> **Your goal**
Transcribe the data below exactly, but only from the line containing "box: [351, 616, 461, 726]" through its final line, both included.

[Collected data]
# # # # #

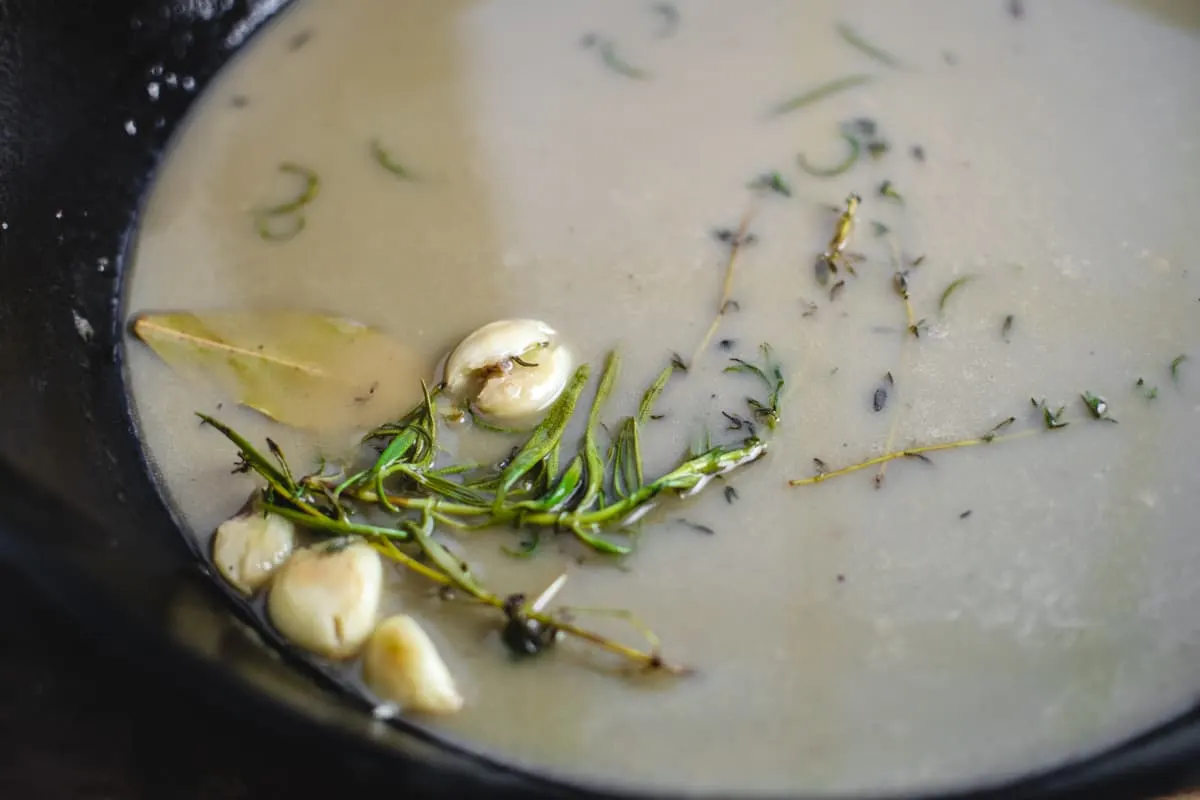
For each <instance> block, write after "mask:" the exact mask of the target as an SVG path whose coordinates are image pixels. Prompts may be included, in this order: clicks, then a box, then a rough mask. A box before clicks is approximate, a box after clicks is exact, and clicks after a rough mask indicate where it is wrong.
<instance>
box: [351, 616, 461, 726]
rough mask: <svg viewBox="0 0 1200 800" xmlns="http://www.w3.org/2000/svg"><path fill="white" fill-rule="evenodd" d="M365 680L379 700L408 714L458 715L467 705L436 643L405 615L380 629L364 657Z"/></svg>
mask: <svg viewBox="0 0 1200 800" xmlns="http://www.w3.org/2000/svg"><path fill="white" fill-rule="evenodd" d="M362 678H364V680H366V682H367V685H368V686H370V687H371V688H372V691H374V692H376V693H377V694H379V697H382V698H383V699H386V700H391V702H394V703H398V704H400V706H401V708H402V709H404V710H408V711H415V712H420V714H454V712H455V711H458V710H460V709H462V705H463V699H462V696H461V694H460V693H458V690H457V688H456V687H455V682H454V678H452V676H451V675H450V669H449V668H448V667H446V664H445V662H444V661H443V660H442V656H440V655H438V650H437V646H436V645H434V644H433V640H432V639H431V638H430V637H428V634H427V633H426V632H425V631H424V630H422V628H421V626H420V624H418V621H416V620H414V619H413V618H412V616H407V615H404V614H397V615H395V616H389V618H388V619H385V620H384V621H382V622H379V626H378V627H376V631H374V633H373V634H372V636H371V640H370V642H368V643H367V646H366V649H365V650H364V654H362Z"/></svg>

# # # # #

> **Solution to this exercise**
box: [351, 616, 461, 726]
rough mask: <svg viewBox="0 0 1200 800" xmlns="http://www.w3.org/2000/svg"><path fill="white" fill-rule="evenodd" d="M365 680L379 700L408 714L458 715L467 705L436 643L405 615L380 629L364 657Z"/></svg>
mask: <svg viewBox="0 0 1200 800" xmlns="http://www.w3.org/2000/svg"><path fill="white" fill-rule="evenodd" d="M362 678H364V680H366V682H367V685H368V686H370V687H371V688H372V691H374V692H376V693H377V694H379V697H382V698H383V699H386V700H391V702H394V703H398V704H400V706H401V708H402V709H404V710H408V711H415V712H420V714H454V712H455V711H458V710H460V709H462V705H463V699H462V696H461V694H460V693H458V690H457V688H456V687H455V682H454V678H452V676H451V675H450V669H449V668H448V667H446V664H445V662H444V661H443V660H442V656H440V655H438V650H437V646H436V645H434V644H433V640H432V639H431V638H430V637H428V634H427V633H426V632H425V631H424V630H422V628H421V626H420V624H418V621H416V620H414V619H413V618H412V616H407V615H404V614H397V615H395V616H389V618H388V619H385V620H384V621H382V622H379V626H378V627H376V631H374V633H373V634H372V636H371V640H370V642H368V643H367V646H366V649H365V650H364V654H362Z"/></svg>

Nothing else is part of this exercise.